**Passage shown**:
····················

On Mon, May 05, 2025 at 09:37:01AM -0700, Kyle Huey wrote:
> tl;dr I'd like to add UFFDIO_COPY_MODE_DONTSOFTDIRTY that does not add
> the _PAGE_SOFT_DIRTY bit to the relevant pte flags. Any
> thoughts/objections?
> 
> The kernel has a "soft-dirty" bit on ptes which tracks if they've been
> written to since the last time /proc/pid/clear_refs was used to clear
> the soft-dirty bit. CRIU uses this to track which pages have been
> modified since a previous checkpoint and reduce the size of the
> checkpoints taken. I would like to use this in my debugger[0] to track
> which pages a program function dirties when that function is invoked
> from the debugger.
> 
> However, the runtime environment for this function is rather unusual.
> In my debugger, the process being debugged doesn't actually exist
> while it's being debugged. Instead, we have a database of all program
> state (including registers and memory values) from when the process
> was executed. It's in some sense a giant core dump that spans multiple
> points in time. To execute a program function from the debugger we
> rematerialize the program state at the desired point in time from our
> database.
> 
> For performance reasons, we fill in the memory lazily[1] via
> userfaultfd. This makes it difficult to use the soft-dirty bit to
> track the writes the function triggers, because UFFDIO_COPY (and
> friends) mark every page they touch as soft-dirty. Because we have the
> canonical source of truth for the pages we materialize via UFFDIO_COPY
> we're only interested in what happens after the userfaultfd operation.

····················

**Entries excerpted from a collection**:
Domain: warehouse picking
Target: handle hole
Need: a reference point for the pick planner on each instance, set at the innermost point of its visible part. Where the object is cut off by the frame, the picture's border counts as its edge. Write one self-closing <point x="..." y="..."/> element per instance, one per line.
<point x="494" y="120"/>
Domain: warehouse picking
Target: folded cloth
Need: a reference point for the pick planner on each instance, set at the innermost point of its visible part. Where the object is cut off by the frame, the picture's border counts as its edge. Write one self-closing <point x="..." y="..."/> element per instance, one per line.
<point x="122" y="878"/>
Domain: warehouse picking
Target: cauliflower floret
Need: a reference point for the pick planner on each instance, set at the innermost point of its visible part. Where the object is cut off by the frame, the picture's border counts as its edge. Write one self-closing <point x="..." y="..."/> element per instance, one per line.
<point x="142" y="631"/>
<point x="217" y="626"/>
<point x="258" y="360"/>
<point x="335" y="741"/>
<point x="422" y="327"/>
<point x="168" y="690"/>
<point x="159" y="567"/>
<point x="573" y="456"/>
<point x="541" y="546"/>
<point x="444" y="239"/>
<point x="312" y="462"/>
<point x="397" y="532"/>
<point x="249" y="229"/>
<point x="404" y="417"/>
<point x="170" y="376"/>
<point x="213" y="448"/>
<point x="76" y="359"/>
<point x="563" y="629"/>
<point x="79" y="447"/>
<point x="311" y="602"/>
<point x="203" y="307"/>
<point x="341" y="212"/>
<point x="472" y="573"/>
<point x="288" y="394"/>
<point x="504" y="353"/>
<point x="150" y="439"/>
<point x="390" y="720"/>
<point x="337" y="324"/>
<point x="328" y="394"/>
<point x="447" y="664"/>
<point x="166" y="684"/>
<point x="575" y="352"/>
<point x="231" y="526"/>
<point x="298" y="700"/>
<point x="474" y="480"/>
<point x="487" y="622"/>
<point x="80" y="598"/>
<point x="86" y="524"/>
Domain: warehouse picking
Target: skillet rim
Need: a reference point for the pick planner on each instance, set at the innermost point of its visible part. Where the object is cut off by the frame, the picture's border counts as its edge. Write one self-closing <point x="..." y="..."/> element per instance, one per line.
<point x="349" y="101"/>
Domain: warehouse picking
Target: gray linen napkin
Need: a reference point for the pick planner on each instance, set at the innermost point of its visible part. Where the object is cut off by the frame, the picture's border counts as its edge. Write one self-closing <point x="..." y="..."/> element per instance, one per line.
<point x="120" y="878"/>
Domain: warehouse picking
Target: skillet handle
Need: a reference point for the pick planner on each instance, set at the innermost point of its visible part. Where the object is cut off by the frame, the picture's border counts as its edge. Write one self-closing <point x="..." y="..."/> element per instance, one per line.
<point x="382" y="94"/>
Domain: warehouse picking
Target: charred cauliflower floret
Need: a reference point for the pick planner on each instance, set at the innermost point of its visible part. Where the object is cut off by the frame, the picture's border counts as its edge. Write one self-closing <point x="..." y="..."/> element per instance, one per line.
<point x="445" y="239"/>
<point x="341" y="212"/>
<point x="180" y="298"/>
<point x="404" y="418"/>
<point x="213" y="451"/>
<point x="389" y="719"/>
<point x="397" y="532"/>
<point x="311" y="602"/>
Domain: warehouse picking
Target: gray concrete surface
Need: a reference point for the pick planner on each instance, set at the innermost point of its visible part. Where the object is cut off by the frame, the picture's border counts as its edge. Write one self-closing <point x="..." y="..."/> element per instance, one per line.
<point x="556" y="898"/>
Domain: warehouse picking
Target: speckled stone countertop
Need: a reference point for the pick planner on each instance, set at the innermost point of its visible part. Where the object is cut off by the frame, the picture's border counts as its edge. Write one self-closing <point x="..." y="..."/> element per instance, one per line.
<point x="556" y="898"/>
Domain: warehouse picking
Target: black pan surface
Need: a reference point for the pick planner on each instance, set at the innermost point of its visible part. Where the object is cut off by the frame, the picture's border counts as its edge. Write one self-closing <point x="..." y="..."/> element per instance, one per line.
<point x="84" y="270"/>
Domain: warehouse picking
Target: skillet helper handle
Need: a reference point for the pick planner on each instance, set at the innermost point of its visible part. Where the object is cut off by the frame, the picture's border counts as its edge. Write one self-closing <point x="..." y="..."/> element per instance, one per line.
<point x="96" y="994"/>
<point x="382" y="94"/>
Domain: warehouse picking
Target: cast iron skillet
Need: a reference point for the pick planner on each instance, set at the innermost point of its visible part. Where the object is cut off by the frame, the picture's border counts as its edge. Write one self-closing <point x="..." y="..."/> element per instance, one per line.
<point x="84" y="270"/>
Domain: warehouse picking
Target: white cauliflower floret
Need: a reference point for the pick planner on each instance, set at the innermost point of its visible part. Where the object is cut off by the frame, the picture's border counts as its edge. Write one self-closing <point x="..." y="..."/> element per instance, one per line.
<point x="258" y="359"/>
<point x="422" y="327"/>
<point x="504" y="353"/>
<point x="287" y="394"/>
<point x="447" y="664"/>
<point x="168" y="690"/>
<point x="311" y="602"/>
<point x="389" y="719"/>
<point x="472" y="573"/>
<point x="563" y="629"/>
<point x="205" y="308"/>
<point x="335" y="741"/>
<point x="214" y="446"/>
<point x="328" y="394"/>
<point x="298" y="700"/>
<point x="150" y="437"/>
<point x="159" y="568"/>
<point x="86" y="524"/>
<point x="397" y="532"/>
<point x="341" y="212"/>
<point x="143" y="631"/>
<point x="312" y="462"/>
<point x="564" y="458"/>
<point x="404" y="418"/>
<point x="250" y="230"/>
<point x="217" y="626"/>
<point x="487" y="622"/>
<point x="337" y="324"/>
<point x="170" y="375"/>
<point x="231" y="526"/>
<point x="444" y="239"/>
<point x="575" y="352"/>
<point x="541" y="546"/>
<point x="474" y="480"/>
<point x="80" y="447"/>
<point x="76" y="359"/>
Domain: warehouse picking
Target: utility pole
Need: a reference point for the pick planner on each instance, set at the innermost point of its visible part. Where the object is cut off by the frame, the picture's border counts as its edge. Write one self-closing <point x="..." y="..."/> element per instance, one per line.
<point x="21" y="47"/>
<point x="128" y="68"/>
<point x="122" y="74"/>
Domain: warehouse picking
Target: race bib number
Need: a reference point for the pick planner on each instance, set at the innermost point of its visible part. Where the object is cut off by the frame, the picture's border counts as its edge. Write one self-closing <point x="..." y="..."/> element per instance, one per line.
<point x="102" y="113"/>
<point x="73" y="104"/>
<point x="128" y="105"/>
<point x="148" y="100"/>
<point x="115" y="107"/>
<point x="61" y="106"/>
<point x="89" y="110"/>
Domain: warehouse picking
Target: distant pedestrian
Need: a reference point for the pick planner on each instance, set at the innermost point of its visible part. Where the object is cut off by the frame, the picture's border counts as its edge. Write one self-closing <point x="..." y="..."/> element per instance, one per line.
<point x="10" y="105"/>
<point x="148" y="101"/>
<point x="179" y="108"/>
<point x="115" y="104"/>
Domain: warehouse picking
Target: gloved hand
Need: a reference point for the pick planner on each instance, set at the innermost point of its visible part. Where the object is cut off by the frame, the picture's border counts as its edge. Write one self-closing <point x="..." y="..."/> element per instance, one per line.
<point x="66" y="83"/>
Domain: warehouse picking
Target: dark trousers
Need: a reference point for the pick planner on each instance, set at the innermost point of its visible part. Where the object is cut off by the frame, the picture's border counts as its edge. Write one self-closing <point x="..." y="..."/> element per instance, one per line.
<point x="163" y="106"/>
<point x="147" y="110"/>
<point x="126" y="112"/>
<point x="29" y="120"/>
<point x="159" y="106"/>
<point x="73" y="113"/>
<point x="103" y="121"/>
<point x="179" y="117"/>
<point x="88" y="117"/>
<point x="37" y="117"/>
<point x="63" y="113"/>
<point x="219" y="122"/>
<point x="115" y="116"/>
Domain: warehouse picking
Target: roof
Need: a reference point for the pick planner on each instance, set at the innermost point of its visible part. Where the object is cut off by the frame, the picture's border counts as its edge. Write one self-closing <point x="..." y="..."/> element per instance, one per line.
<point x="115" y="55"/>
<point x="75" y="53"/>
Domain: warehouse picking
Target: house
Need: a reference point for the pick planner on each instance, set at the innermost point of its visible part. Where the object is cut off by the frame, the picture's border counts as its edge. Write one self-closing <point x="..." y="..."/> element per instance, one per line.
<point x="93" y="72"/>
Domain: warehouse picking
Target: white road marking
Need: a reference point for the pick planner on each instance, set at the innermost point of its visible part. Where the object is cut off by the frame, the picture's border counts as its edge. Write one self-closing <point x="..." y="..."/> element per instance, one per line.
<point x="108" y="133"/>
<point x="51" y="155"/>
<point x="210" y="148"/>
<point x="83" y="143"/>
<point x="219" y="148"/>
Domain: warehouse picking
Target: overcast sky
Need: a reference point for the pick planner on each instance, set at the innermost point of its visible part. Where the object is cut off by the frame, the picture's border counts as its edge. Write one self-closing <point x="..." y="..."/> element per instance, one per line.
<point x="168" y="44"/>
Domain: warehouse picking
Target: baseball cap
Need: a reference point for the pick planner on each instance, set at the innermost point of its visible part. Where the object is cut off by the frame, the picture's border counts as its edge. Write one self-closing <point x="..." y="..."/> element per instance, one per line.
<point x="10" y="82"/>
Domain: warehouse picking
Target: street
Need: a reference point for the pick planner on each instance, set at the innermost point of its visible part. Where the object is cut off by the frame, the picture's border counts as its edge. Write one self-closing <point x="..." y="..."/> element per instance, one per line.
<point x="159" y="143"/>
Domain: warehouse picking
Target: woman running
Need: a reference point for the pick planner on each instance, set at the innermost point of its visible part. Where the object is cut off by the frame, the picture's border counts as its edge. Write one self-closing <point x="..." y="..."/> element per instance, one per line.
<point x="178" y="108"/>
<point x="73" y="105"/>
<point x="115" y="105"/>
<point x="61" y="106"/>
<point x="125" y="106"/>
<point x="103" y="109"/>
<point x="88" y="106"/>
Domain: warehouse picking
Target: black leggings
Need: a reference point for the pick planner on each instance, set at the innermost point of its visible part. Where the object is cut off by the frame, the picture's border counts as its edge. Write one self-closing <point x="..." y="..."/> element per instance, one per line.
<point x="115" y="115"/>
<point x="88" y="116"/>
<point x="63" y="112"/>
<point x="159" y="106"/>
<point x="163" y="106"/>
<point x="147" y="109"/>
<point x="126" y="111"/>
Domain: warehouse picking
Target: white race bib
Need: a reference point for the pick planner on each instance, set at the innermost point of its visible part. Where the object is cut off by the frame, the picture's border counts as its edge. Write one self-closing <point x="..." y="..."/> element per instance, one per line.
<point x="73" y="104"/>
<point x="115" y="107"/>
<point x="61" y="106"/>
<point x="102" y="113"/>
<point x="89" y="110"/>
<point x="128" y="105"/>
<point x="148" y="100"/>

····················

**Written instruction 1**:
Can you rewrite the email starting at "On Mon, May" and ending at "from the debugger.", with "debugger" replaced by "profiler"?
**Written instruction 2**:
Can you locate every line of the entries that contains the string "gray" and copy each one? Case counts.
These entries have no connection to the email.

**Correct response 1**:
On Mon, May 05, 2025 at 09:37:01AM -0700, Kyle Huey wrote:
> tl;dr I'd like to add UFFDIO_COPY_MODE_DONTSOFTDIRTY that does not add
> the _PAGE_SOFT_DIRTY bit to the relevant pte flags. Any
> thoughts/objections?
> 
> The kernel has a "soft-dirty" bit on ptes which tracks if they've been
> written to since the last time /proc/pid/clear_refs was used to clear
> the soft-dirty bit. CRIU uses this to track which pages have been
> modified since a previous checkpoint and reduce the size of the
> checkpoints taken. I would like to use this in my profiler[0] to track
> which pages a program function dirties when that function is invoked
> from the profiler.

**Correct response 2**:
Target: gray linen napkin
Target: gray concrete surface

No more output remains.